Savers risk missing out on long-term investment earnings through a lack of industry support, according to a new strategy from the Financial Conduct Authority.
Nearly 8.6 million people currently hold more than £10,000 investable assets in cash, with half potentially benefiting from investing, the regulator said.
As part of its consumer strategy published on Wednesday, the FCA is targeting a 20% reduction in the number of consumers with a higher risk tolerance holding over £10,000 in cash. If 1.7 million people invested £10,000 in the stock market, it would represent a £17 billion influx of money to the investment market, says Laura Suter, head of personal finance at AJ Bell.
Suter said: “The pandemic has boosted lots of people’s saving pots but most of its is idling in current accounts getting paltry returns when in reality much of it could be invested. The issue is that lots of these people feel unable or ill-equipped to start investing.
“For many of these individuals investing is a logical route, as they don’t need the safety of cash or immediate access to their money but it’s often a job on the to-do list that people don’t get around to. Anything the regulator can do to make taking that leap into the stock market for the first time easier and to allow providers to offer more hand-holding should be applauded.”
The FCA is also embarking on a £11 million campaign to shield inexperienced investors from risky investments and crack down on the number of investors losing money to scams.
The FCA’s figures show that 6% of UK adults have invested in high-risk investment for the first time or increased their stakes during the pandemic, despite nearly half of people believing they can’t lose money on investments.
In response, the FCA plans to cut the number of consumers investing in high risk investments who have a low risk tolerance or display characteristics of vulnerability in half by 2025.
Heather Owen, financial planning expert at Quilter, commented: “There is a dichotomy in consumer investment markets. Many savers view investments as far too risky and flee to what they believe is the safe haven of cash. But there is also a new breed of often younger investors who may have had additional savings during the pandemic and have chosen to pile these newfound funds into high-risk investments.

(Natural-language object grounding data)
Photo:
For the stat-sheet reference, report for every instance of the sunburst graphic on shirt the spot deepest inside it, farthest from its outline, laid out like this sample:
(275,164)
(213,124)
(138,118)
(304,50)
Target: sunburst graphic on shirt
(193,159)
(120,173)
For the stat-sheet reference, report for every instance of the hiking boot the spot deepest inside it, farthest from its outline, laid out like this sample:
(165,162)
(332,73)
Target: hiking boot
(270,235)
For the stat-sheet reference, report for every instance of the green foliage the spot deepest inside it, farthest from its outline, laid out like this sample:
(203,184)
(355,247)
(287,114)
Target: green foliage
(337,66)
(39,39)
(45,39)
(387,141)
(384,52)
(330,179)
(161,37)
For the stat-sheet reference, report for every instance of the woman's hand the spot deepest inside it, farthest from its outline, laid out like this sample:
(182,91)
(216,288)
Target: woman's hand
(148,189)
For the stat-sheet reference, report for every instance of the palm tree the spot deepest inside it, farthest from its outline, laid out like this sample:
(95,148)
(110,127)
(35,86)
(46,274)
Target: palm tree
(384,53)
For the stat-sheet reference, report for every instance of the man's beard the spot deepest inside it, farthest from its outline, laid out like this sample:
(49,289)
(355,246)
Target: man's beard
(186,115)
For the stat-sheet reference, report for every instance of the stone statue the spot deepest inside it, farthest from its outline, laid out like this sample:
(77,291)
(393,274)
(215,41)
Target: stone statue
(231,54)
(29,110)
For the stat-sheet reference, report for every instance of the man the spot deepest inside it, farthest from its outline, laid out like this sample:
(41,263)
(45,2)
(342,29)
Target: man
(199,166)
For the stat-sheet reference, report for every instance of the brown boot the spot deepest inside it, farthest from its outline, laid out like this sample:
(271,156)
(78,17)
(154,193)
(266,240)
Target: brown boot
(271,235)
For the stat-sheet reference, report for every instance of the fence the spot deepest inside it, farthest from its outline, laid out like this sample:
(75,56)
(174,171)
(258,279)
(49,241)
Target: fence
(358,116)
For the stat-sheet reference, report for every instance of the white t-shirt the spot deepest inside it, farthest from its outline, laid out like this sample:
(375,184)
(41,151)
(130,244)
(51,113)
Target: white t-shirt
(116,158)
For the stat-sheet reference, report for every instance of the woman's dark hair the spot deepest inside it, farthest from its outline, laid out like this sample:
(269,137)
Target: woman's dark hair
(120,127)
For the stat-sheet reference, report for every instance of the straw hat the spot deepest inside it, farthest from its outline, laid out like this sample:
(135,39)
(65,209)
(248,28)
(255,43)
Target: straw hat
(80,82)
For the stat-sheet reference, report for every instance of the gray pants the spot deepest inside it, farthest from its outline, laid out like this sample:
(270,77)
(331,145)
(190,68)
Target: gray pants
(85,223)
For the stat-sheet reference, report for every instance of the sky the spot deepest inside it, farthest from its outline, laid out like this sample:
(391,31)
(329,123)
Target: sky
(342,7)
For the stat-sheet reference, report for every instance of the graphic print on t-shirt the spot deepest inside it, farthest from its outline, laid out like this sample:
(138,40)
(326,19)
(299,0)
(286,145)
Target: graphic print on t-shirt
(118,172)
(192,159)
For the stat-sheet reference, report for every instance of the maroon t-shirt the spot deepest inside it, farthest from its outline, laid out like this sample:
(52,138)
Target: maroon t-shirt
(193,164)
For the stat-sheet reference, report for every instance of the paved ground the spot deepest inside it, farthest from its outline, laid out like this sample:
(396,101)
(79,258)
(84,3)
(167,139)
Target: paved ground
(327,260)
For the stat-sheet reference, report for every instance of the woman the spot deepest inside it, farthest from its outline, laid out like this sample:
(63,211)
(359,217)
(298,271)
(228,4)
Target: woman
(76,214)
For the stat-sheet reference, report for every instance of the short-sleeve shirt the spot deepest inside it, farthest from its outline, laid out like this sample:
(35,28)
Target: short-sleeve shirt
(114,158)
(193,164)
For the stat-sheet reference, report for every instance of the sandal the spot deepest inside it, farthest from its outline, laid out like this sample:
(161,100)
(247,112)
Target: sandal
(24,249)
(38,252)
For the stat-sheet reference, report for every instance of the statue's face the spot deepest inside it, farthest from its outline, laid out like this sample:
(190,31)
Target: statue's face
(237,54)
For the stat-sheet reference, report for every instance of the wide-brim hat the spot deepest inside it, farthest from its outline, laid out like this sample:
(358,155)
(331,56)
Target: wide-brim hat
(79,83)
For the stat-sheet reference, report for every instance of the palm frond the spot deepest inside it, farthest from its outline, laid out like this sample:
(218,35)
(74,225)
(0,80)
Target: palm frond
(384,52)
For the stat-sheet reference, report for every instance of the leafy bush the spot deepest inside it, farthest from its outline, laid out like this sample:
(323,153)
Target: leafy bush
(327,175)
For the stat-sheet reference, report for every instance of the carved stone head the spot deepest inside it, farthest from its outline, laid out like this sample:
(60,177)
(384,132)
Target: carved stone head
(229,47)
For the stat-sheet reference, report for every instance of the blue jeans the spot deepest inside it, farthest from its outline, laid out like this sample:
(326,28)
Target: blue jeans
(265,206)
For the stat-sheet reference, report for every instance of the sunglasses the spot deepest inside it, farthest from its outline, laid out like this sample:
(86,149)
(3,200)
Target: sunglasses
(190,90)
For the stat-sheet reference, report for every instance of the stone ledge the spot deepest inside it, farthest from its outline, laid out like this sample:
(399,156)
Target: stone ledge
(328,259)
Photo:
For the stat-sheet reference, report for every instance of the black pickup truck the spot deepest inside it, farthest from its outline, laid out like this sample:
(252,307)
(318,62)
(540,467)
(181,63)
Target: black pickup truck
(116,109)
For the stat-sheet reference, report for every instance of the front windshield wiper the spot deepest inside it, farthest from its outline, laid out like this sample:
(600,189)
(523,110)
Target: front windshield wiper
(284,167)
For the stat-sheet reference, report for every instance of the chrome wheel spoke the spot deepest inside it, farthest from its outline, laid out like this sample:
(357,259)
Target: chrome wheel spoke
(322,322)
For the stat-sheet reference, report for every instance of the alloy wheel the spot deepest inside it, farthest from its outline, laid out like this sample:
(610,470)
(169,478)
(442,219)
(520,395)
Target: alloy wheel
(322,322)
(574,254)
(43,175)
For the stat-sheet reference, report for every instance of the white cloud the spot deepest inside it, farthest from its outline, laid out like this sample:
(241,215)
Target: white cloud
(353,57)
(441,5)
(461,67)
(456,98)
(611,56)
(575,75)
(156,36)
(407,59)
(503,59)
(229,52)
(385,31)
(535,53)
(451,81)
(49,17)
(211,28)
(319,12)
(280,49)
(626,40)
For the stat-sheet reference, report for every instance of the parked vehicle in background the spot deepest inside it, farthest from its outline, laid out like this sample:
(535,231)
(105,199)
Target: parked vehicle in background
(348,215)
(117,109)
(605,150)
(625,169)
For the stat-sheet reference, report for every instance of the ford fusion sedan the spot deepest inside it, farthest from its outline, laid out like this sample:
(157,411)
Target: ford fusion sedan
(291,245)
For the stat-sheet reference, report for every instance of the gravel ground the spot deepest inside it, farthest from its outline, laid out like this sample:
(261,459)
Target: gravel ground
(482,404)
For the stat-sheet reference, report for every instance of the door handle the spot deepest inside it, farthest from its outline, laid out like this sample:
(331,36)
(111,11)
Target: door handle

* [Assignment]: From the article on the FCA's savings strategy, extract the stretch from "Nearly 8.6 million" through "at AJ Bell.". The records come from a separate source, not from the article on the FCA's savings strategy.

* [Solution to this problem]:
Nearly 8.6 million people currently hold more than £10,000 investable assets in cash, with half potentially benefiting from investing, the regulator said.
As part of its consumer strategy published on Wednesday, the FCA is targeting a 20% reduction in the number of consumers with a higher risk tolerance holding over £10,000 in cash. If 1.7 million people invested £10,000 in the stock market, it would represent a £17 billion influx of money to the investment market, says Laura Suter, head of personal finance at AJ Bell.